Pull out each line of the records below that contains the string "clicks", and list those lines in their original order.

BEGIN Records shown

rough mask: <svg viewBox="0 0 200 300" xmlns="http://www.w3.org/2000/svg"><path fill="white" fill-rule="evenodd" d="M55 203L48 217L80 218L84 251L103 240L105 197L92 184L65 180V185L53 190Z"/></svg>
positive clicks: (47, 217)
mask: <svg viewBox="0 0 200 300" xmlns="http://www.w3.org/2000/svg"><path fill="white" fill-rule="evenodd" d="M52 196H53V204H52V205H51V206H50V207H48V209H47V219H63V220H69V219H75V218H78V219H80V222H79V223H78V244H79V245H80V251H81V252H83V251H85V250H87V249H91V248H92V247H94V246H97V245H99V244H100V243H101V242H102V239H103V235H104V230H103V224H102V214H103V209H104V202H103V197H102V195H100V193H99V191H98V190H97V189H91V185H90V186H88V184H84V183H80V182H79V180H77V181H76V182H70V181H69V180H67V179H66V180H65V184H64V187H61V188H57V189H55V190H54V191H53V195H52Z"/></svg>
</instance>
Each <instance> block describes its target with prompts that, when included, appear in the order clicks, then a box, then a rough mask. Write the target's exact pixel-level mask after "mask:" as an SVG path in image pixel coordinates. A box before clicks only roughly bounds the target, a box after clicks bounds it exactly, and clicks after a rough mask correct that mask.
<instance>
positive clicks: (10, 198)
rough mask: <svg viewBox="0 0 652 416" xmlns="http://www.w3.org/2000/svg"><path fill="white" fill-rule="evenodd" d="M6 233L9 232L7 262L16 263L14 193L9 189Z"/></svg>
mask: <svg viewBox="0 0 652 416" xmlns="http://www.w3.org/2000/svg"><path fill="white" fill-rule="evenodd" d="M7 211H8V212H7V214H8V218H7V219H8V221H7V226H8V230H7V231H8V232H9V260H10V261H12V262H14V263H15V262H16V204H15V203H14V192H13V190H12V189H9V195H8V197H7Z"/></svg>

END Records shown

**Your response:**
positive clicks: (47, 217)
Each <instance> block describes its target with prompts that, when included, appear in the order clicks, then a box, then a rough mask. Write the target's exact pixel-level mask after "mask:" as an SVG path in image pixel coordinates. A box before clicks only roughly bounds the target, a box after clicks bounds it exactly, and clicks after a rough mask correct that mask.
positive clicks: (10, 198)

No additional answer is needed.